* [LESETEXT]:
_____

Digitale Gewalt

Wie können Videos aus den sozialen Medien entfernt werden?

Bunt, schrill und laut: Dafür ist TikTok bekannt. Wer nicht aufpasst, den zieht der raffinierte Algorithmus in seinen Bann und lässt ihn stundenlang nicht mehr los. Mehr als eine Milliarde Menschen weltweit nutzen die App, Tendenz steigend. Social Media macht Spaß – kann aber auch sehr verletzend sein.

Foto: Tim Hufnagl

Stellen Sie sich vor, Sie scrollen entspannt durch TikTok, wollen sich amüsieren – und plötzlich sehen Sie Ihr eigenes Gesicht in einem Video, das Sie beleidigt und verhöhnt. Eine Horrorvorstellung! Die wichtige Frage: Wie kann dieses Video wieder gelöscht werden? Welche Möglichkeiten gibt es? Das wollte die Redaktion des WEISSEN RINGS von Medienrechtler Christian Solmecke wissen. Seine Antworten lesen Sie hier.

_____

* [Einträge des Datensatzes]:

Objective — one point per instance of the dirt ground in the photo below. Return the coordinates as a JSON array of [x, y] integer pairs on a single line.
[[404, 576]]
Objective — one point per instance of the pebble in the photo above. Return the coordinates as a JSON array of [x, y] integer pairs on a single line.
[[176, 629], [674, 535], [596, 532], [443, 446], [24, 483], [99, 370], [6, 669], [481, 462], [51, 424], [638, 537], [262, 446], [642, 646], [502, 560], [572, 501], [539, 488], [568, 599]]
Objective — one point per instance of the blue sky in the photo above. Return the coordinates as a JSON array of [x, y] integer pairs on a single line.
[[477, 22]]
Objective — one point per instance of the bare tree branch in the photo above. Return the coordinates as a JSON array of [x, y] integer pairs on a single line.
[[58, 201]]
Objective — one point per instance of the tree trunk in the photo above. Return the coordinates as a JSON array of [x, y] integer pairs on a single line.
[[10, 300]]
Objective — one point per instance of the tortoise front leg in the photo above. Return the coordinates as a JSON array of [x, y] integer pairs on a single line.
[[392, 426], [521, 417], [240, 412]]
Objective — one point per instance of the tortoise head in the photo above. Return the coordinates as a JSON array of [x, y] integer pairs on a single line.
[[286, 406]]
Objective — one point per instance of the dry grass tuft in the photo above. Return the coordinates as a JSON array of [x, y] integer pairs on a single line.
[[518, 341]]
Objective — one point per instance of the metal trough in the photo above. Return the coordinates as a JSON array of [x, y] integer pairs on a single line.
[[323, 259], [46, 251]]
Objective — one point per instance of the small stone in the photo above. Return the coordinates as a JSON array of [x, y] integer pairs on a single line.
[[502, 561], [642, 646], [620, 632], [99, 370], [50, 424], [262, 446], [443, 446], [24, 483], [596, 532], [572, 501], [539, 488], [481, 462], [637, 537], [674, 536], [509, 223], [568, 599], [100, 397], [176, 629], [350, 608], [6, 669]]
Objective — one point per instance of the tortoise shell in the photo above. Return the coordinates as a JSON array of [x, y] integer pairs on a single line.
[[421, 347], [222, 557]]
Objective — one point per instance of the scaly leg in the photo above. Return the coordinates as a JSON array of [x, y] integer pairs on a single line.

_____

* [ARBEITSAUFTRÄGE]:
(1) Beantworten Sie anhand des Textes über digitale Gewalt die folgenden Fragen:
(a) Mit welchen drei Eigenschaften wird TikTok zu Beginn beschrieben?
(b) Wie viele Menschen nutzen die App weltweit?
(c) Wen hat die Redaktion des WEISSEN RINGS befragt?
(2) Führen Sie den Text über digitale Gewalt auf TikTok im Anschluss an seinen letzten Satz fort.
Die Einträge spielen hierbei keine Rolle.

* [LÖSUNGEN]:
(1)
(a) Bunt, schrill und laut.
(b) Mehr als eine Milliarde Menschen.
(c) Den Medienrechtler Christian Solmecke.

(2)
Was können Nutzerinnen und Nutzer tun, wenn ein Video über sie in sozialen Medien wie TikTok landet und sie möchten, dass es verschwindet?

Wenn ein Video über mich beispielsweise auf TikTok hochgeladen wurde und ich möchte, dass es wieder verschwindet, gibt es mehrere Möglichkeiten. Zunächst sollte man das Video melden. Nach dem Digital Services Act (DSA) sind Plattformen verpflichtet, aktiv zu werden, sobald sie Kenntnis von rechtswidrigen Inhalten erlangen. Zudem kann man – falls bekannt – den Uploader des Videos auffordern, es zu löschen.

Sollte das Melden nicht helfen, sollte man sich einen Anwalt suchen. Dieser kann erneut außergerichtlich das soziale Netzwerk anschreiben und einen Anspruch sowohl gegen TikTok als auch gegen den Uploader auf Löschung geltend machen. Sollte die Plattform weiterhin nicht reagieren, kann gerichtlich eine einstweilige Verfügung beantragt werden.

Was können Nutzerinnen und Nutzer tun, wenn jemand sie in einem Video öffentlich beleidigt?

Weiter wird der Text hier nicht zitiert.